## WHAT THIS TASK INVOLVES
Identify and copy all lines of the material where the string "locomotive" is found.

## AVAILABLE DATA
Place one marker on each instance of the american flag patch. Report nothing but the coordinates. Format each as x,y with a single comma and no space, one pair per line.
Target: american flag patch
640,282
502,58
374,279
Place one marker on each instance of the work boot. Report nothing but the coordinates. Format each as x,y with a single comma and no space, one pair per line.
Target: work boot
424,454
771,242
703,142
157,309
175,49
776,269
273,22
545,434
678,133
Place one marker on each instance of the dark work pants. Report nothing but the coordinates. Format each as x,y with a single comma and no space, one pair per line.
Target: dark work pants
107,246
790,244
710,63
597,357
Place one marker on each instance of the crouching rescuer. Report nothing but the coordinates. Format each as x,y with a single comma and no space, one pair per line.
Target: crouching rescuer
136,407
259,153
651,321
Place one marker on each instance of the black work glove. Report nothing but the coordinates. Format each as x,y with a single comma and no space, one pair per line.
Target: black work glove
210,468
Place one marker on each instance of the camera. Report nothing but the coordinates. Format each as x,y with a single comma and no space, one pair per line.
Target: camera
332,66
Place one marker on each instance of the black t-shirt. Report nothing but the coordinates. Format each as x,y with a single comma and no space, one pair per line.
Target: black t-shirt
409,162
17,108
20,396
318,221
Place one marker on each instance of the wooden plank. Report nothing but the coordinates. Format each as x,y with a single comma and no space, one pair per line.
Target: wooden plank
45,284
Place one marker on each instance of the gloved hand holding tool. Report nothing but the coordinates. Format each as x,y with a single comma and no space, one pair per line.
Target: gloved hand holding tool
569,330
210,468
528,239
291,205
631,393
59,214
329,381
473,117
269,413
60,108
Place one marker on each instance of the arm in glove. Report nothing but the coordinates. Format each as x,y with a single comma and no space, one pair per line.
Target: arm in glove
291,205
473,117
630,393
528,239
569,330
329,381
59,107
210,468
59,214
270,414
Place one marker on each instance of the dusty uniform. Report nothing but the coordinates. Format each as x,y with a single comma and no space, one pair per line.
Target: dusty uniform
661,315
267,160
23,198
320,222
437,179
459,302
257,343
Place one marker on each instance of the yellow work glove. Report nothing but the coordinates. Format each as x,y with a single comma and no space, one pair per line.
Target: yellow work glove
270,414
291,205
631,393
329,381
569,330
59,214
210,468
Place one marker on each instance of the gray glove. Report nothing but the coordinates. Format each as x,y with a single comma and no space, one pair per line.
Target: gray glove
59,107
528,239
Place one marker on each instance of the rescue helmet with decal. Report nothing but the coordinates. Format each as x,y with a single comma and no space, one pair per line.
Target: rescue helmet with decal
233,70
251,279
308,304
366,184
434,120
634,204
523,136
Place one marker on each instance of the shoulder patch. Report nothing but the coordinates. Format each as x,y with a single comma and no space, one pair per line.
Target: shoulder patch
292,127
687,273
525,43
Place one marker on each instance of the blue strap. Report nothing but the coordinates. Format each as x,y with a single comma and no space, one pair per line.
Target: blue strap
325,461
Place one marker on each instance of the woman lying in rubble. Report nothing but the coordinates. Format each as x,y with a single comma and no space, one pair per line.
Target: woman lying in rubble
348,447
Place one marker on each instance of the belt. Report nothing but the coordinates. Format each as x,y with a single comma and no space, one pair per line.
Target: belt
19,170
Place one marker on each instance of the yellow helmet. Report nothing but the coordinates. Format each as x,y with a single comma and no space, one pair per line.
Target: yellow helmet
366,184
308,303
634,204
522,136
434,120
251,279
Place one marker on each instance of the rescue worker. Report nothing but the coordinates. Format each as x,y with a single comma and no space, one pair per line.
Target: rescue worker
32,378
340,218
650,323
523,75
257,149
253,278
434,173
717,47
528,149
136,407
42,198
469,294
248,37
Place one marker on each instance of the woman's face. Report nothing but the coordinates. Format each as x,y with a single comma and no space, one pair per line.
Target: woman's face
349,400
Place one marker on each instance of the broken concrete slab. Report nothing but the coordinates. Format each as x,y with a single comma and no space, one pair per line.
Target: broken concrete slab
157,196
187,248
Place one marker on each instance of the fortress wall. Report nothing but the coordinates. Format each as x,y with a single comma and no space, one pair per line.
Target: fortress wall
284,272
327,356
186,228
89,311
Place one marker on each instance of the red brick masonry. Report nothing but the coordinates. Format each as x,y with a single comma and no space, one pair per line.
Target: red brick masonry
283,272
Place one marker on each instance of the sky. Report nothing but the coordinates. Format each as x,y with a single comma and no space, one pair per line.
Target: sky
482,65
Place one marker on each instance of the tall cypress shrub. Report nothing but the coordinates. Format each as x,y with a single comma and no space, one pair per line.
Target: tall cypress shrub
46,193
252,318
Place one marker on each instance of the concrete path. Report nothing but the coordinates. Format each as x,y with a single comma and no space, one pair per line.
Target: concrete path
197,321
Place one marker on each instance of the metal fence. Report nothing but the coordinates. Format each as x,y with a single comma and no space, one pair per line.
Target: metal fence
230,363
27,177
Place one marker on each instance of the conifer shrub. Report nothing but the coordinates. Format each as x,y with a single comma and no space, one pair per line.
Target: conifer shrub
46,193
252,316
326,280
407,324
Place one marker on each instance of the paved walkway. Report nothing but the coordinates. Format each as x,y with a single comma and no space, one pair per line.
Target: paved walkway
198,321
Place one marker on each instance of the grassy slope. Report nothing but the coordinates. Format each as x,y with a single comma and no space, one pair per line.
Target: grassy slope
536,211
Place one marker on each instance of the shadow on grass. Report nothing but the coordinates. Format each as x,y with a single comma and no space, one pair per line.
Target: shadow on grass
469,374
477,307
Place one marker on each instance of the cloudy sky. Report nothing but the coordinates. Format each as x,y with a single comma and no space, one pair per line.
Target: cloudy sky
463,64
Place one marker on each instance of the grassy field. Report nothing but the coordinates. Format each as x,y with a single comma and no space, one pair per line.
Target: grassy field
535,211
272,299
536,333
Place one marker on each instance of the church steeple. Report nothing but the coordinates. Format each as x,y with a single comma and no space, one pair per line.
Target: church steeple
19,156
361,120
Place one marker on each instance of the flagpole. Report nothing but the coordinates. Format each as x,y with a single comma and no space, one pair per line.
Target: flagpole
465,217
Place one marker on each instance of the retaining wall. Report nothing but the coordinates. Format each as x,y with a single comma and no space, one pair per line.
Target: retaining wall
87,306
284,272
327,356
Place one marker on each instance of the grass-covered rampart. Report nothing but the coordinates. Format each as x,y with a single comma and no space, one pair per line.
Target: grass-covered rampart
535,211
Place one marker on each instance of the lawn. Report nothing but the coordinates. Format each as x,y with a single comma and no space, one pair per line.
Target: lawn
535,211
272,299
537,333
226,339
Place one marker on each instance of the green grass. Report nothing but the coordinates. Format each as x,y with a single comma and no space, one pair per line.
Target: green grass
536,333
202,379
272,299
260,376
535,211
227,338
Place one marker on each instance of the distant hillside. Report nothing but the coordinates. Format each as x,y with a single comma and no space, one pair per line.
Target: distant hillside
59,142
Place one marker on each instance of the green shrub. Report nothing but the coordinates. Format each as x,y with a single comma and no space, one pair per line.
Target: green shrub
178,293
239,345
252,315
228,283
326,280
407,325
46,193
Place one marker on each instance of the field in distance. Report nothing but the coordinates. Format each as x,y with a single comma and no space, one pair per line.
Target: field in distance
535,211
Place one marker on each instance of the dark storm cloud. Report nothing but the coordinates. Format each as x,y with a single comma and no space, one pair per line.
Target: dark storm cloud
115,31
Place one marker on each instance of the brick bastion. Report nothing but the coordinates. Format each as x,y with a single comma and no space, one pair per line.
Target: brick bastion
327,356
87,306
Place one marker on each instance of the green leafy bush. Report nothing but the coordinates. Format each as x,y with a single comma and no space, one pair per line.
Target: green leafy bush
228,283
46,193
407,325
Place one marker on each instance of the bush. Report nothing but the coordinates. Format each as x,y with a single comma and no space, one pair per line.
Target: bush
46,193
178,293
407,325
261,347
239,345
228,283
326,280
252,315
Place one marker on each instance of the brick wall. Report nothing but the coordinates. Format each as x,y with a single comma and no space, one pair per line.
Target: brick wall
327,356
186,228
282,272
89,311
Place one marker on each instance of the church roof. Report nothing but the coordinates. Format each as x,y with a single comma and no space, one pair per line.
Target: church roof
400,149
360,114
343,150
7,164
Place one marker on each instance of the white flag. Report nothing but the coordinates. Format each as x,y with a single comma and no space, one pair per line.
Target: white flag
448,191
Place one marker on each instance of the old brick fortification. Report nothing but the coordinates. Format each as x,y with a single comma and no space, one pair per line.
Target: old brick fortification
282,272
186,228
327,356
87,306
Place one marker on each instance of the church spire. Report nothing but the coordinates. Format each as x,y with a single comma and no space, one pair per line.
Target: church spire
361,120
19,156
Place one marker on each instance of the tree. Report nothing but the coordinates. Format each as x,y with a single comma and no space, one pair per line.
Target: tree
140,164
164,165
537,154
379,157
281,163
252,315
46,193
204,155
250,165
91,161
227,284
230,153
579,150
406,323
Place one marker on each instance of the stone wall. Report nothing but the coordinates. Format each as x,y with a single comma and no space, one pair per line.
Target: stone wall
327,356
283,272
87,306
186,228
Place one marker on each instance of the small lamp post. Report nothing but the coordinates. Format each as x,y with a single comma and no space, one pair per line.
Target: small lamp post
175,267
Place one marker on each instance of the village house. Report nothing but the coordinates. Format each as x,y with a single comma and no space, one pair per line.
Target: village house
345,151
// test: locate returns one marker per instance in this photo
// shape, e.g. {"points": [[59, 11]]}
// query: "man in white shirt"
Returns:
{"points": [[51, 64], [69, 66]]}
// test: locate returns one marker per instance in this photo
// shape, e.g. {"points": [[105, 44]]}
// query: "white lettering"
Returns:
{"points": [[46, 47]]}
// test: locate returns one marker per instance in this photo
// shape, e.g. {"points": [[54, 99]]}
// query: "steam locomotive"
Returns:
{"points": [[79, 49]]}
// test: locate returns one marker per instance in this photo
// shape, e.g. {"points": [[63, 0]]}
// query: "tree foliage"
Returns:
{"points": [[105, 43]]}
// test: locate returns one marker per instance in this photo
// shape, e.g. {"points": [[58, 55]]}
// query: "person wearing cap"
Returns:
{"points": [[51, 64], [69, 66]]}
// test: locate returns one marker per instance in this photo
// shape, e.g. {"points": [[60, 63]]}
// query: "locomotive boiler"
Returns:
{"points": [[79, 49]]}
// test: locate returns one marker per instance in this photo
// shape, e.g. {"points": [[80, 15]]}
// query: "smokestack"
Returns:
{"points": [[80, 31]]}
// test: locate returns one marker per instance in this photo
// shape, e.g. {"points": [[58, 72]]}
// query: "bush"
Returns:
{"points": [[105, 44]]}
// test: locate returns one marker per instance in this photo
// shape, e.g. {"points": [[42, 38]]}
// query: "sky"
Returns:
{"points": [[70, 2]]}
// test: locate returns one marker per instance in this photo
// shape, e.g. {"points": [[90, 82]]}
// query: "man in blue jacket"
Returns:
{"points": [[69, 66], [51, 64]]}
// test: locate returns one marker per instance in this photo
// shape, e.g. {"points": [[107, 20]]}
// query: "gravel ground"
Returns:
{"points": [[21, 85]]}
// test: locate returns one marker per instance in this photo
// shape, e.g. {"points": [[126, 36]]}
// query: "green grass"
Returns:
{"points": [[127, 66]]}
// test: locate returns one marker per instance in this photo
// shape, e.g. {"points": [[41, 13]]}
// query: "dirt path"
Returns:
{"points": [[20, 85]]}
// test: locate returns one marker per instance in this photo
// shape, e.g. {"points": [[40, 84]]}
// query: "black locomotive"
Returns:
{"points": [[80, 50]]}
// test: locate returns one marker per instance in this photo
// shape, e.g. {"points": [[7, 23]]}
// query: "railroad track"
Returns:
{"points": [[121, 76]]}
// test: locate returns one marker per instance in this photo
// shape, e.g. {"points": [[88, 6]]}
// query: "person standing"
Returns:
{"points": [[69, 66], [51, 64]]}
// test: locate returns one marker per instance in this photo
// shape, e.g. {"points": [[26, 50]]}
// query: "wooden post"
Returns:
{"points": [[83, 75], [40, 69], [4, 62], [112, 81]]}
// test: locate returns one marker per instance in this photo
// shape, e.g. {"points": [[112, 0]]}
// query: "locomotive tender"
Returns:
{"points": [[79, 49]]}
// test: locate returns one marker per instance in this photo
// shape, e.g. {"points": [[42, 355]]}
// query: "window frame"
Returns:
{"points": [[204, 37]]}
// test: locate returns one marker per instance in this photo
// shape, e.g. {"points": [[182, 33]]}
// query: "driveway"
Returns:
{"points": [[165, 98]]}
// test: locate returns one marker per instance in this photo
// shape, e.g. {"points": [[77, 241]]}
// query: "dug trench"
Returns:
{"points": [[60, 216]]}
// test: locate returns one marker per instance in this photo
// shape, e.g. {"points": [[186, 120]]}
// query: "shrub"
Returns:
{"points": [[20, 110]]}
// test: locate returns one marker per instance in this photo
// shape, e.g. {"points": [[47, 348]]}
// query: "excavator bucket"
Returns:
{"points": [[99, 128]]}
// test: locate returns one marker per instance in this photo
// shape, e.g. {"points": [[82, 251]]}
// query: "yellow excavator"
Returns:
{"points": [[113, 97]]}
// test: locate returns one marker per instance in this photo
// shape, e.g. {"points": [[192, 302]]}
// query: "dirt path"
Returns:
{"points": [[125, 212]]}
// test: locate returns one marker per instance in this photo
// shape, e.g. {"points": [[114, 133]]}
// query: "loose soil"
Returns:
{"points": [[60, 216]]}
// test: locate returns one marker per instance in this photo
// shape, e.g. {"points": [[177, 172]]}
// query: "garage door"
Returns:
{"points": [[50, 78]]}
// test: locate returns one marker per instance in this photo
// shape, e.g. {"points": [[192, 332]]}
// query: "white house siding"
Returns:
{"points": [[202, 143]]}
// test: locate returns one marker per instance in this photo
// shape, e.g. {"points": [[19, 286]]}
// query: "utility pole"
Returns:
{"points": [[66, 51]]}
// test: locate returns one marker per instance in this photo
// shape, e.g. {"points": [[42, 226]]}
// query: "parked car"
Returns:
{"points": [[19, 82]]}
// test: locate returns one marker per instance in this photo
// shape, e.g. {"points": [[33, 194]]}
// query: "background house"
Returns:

## RESPONSE TO THE TASK
// query: "steam locomotive"
// query: "locomotive boiler"
// query: "black locomotive"
// query: "locomotive tender"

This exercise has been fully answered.